CHALLENGE> Turn every line of the material below into a numbered list item, skipping any blank lines.

-- THE RECORDS start --

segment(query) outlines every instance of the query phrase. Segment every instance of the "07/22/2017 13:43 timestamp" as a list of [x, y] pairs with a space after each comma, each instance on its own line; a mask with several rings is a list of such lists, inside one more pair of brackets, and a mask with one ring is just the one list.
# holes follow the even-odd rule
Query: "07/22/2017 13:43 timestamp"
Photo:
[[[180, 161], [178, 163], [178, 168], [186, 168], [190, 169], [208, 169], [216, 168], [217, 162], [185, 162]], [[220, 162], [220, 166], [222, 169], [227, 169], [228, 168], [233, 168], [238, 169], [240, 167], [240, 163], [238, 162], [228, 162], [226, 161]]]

-- THE RECORDS end --

COMPLETED EXERCISE>
1. segment(query) outlines every instance of the query phrase. Segment every instance of the "07/22/2017 13:43 timestamp" as a list of [x, y] pairs with a space after each comma, each instance on its own line; a mask with several rings is a list of such lists, inside one more pair of brackets, and a mask with one ring is just the one list.
2. # holes follow the even-odd rule
3. Query: "07/22/2017 13:43 timestamp"
4. Photo:
5. [[[180, 161], [178, 163], [178, 168], [186, 168], [190, 169], [208, 169], [216, 168], [217, 162], [185, 162]], [[220, 162], [220, 166], [222, 169], [227, 169], [228, 168], [233, 168], [238, 169], [240, 167], [240, 163], [238, 162], [228, 162], [226, 161]]]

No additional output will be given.